WHAT IS REQUIRED: Every line below that contains "point" is to be copied.

EXCERPTED RECORDS:

□ □ □ □ □

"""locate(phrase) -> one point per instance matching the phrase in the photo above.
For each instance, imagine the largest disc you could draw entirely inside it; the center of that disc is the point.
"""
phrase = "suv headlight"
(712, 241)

□ □ □ □ □

OUTPUT OF THE EXERCISE:
"""locate(phrase) -> one point per instance matching the phrase in the photo above.
For each instance, imagine the largest disc you could draw entirely inside it; the center of that disc is the point.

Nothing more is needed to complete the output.